DATASET ROWS:
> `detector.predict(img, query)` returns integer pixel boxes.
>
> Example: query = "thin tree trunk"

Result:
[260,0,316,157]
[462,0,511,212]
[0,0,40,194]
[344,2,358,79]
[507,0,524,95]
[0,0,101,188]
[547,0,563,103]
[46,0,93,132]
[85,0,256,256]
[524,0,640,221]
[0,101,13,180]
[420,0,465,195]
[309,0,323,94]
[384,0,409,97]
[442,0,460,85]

SHORT TASK:
Please rewrite the items as a numbered list, from the start of the items through the line that contains "[524,0,640,221]", including that line and skipping any blank lines.

REPLY TO THE TASK:
1. > `detector.predict(img, query)` returns integer pixel boxes.
2. >
3. > Example: query = "thin tree trunk"
4. Result:
5. [260,0,316,157]
6. [462,0,511,212]
7. [0,0,40,194]
8. [344,2,358,79]
9. [507,0,524,95]
10. [0,0,101,188]
11. [547,0,563,103]
12. [46,0,93,132]
13. [85,0,256,256]
14. [524,0,640,221]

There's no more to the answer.